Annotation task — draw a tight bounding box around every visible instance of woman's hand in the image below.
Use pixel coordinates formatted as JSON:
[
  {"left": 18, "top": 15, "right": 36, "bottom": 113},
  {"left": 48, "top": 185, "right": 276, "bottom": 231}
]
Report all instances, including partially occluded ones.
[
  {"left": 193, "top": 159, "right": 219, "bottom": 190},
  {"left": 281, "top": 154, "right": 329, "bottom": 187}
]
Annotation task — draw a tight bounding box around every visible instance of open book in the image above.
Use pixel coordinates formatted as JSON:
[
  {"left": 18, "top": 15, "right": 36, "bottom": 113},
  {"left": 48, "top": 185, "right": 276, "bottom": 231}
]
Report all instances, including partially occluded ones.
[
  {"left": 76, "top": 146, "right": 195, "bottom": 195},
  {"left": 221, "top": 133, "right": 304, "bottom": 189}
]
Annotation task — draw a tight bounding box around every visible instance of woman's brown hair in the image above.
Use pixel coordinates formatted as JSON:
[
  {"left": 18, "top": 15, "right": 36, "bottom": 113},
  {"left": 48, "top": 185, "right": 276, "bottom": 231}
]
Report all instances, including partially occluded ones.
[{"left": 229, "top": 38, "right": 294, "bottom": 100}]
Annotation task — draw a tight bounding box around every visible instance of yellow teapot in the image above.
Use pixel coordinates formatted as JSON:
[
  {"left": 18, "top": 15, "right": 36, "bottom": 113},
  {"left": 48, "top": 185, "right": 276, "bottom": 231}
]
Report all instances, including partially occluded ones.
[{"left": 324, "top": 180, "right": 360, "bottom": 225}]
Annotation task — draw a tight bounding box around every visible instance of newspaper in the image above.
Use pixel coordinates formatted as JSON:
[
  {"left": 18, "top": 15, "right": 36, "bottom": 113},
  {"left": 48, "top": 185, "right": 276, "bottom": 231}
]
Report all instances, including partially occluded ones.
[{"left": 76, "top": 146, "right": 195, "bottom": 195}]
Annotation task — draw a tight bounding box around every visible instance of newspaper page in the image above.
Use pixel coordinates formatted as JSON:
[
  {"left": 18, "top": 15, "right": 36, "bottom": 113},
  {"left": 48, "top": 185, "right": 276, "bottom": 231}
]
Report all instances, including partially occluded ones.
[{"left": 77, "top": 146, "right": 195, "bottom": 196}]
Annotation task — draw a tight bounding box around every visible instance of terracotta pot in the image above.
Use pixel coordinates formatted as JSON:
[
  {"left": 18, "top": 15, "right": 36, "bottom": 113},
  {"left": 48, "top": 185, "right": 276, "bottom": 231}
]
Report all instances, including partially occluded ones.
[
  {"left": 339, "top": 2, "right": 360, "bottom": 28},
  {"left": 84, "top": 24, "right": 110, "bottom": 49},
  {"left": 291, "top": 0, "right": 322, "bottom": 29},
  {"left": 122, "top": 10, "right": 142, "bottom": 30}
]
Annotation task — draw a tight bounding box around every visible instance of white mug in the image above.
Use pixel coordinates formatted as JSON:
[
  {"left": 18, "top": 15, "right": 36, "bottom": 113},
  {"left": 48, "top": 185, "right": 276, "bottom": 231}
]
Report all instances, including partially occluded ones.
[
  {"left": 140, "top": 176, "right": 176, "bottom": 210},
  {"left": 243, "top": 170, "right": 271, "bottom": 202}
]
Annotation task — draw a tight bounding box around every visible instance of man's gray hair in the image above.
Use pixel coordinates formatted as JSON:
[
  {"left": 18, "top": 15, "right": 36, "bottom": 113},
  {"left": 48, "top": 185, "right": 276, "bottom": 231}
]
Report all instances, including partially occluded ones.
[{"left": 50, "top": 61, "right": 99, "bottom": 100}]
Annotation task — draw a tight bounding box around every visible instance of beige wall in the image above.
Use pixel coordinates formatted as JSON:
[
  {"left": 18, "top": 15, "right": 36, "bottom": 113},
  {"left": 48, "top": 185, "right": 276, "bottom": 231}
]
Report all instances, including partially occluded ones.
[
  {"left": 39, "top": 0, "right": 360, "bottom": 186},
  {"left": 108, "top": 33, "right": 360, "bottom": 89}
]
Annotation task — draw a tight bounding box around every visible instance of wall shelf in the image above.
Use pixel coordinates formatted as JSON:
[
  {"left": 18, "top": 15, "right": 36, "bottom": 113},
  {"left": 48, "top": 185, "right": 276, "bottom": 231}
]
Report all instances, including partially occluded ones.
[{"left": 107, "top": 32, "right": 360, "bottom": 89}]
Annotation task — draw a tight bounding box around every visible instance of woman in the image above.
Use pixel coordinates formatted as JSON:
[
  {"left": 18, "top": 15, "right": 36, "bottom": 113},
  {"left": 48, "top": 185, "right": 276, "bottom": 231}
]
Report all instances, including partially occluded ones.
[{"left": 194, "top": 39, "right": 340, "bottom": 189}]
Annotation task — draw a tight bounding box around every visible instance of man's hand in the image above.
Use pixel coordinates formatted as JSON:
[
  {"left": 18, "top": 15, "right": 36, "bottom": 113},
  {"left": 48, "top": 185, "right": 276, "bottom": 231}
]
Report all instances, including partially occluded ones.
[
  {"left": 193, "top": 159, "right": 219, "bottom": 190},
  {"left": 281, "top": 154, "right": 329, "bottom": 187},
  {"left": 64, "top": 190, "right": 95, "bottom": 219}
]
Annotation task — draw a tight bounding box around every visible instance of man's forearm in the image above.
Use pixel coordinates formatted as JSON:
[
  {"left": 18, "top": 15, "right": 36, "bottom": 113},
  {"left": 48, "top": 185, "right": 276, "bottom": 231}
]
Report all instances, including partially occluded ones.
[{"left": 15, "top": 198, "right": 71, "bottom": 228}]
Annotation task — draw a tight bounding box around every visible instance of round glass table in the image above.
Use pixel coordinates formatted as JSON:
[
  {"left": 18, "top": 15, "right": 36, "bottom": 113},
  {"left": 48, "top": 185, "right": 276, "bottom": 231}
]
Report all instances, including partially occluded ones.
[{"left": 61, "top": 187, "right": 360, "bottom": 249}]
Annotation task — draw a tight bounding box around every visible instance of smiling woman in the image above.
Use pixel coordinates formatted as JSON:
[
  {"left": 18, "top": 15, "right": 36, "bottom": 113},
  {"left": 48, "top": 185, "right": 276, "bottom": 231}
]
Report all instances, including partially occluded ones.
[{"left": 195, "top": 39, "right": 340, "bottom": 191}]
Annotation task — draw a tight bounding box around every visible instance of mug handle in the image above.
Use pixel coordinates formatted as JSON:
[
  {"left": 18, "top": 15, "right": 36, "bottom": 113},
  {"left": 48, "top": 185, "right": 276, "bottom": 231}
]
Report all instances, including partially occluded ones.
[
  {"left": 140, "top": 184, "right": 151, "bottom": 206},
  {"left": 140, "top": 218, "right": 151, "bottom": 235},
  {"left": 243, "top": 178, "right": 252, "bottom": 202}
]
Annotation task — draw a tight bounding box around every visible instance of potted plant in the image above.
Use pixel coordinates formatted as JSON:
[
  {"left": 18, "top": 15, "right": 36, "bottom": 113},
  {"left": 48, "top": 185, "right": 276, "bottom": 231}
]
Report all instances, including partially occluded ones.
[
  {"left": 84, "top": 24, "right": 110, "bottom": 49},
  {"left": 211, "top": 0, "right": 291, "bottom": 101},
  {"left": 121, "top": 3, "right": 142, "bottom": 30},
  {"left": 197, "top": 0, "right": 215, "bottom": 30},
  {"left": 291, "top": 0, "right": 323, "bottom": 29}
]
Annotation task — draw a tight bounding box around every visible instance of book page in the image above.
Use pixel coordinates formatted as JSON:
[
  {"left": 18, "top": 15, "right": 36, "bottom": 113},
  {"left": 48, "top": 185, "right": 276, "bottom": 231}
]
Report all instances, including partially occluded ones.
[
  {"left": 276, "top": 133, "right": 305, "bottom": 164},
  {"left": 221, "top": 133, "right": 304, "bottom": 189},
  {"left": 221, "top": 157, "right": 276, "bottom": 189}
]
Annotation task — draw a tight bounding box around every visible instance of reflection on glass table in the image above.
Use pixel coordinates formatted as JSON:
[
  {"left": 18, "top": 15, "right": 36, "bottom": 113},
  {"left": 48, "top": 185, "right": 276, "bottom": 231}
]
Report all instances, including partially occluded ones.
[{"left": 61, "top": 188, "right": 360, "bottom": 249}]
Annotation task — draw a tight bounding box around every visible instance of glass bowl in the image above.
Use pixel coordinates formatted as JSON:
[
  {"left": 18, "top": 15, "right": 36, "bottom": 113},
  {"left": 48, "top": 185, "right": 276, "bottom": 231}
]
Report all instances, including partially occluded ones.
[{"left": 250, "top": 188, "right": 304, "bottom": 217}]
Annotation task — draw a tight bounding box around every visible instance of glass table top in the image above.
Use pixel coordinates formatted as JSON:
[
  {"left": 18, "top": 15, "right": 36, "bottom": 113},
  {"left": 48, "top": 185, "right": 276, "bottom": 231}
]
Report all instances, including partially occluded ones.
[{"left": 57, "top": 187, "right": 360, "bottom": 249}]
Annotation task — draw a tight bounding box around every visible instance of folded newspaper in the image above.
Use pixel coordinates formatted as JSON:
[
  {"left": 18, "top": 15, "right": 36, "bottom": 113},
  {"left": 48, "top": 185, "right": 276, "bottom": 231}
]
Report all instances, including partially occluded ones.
□ □ □ □ □
**Given request**
Your task is to output exactly the lines running from the one with "bowl in the image above." through the final line of the material above, with both ends included.

**Response for this exercise**
Annotation task — draw a tight bounding box around every visible instance of glass bowl in the image above.
Use pixel coordinates formatted as JSON:
[
  {"left": 18, "top": 15, "right": 36, "bottom": 113},
  {"left": 48, "top": 185, "right": 276, "bottom": 231}
]
Report all instances, including partially occluded ones.
[{"left": 250, "top": 188, "right": 304, "bottom": 217}]
Annotation task — draw a tight bounding box around every visible instance of glass table top in the image above.
Use pixel coordinates formatted as JSON:
[
  {"left": 18, "top": 15, "right": 36, "bottom": 113},
  {"left": 48, "top": 185, "right": 276, "bottom": 231}
]
Report all instances, including partially occluded ones.
[{"left": 57, "top": 187, "right": 360, "bottom": 249}]
Annotation task — draw a tight bounding box around every visible instance of folded newspaper in the image above.
Use pixel coordinates formatted as JSON:
[
  {"left": 18, "top": 15, "right": 36, "bottom": 113},
  {"left": 48, "top": 185, "right": 276, "bottom": 231}
]
Report all instances, including partially occluded ones.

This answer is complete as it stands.